Article.
# # # # #

A signal (which will hereinafter be referred to as REF) representative of a reference crank angle, for example, a 180 crank angle (in the case of a 4-cylinder engine) and a signal (which will hereinafter be referred to as (POS) representative of a fine crank angle, for example a 1 crank angle are outputted from an angle sensor 146 (which will hereinafter be referred to as ANGLS) and applied to the angle signal processing circuit 126, in which these signals are subjected to waveform shaping.

DIO 128 is adapted to receive a signal from an idle switch 148 (which will hereinafter be referred to as IDLE-SW) which is operated when the throttle valve is returned to a fully-closed position, and signals from a top gear switch 150 (which will hereinafter be referred to as TOP-SW) and a starter switch 152 (which will hereinafter be referred to as START-SW).

# # # # #

Data section.
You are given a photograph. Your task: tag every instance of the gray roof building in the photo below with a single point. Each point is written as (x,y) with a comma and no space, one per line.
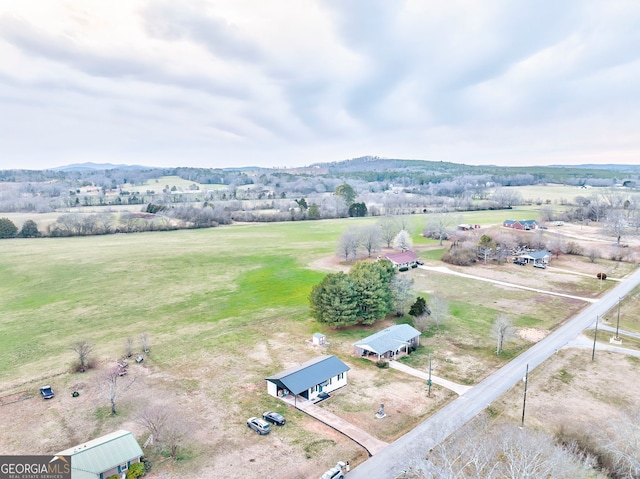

# # # # #

Exercises to complete.
1. In the crank angle passage, which switch is operated when the throttle valve is returned to a fully-closed position?
2. Please return, copied exactly, the stretch of the crank angle passage that opens with the words containing "A signal (which will hereinafter be referred to as REF)" and closes with "to as START-SW).".
3. Write the next part of the crank angle passage, picking up after its final sentence.
The lines have nothing to do with the crank angle passage.

Responses to the exercise.
1. The idle switch 148, referred to as IDLE-SW.

2.
A signal (which will hereinafter be referred to as REF) representative of a reference crank angle, for example, a 180 crank angle (in the case of a 4-cylinder engine) and a signal (which will hereinafter be referred to as (POS) representative of a fine crank angle, for example a 1 crank angle are outputted from an angle sensor 146 (which will hereinafter be referred to as ANGLS) and applied to the angle signal processing circuit 126, in which these signals are subjected to waveform shaping.

DIO 128 is adapted to receive a signal from an idle switch 148 (which will hereinafter be referred to as IDLE-SW) which is operated when the throttle valve is returned to a fully-closed position, and signals from a top gear switch 150 (which will hereinafter be referred to as TOP-SW) and a starter switch 152 (which will hereinafter be referred to as START-SW).

3.
The pulse output circuit based on the results of computation in CPU and the object parts to be controlled will now be described. An injector control circuit 1134 (which will hereinafter be referred to as INJC) is a circuit for use in converting a digital value in the results of computation into a pulse output. Accordingly, a pulse INJ having a pulse width corresponding to a fuel injection rate is generated in INJC 1134 and applied to the injector 12 through an AND gate 1136.

An ignition pulse generating circuit 1138 (which will hereinafter be referred to as IGNC) has an ignition time setting register (which will hereinafter be referred to as ADV), and a register (which will hereinafter be referred to as DWL) for setting the time for starting the application of a primary current to an ignition coil, and this data is set by CPU. A pulse IGN is generated on the basis of the set data, and applied to an amplifier 62, which is used to supply a primary current to the ignition coil, through an AND gate 1140.

The degree of opening of the bypass valve 61 is controlled by a pulse ISC supplied by a control circuit (which will hereinafter be referred to as ISC) 1142 thereto through an AND gate 1144. ISCC 1142 has a pulse width setting register ISCD and a pulse period setting register ISCP.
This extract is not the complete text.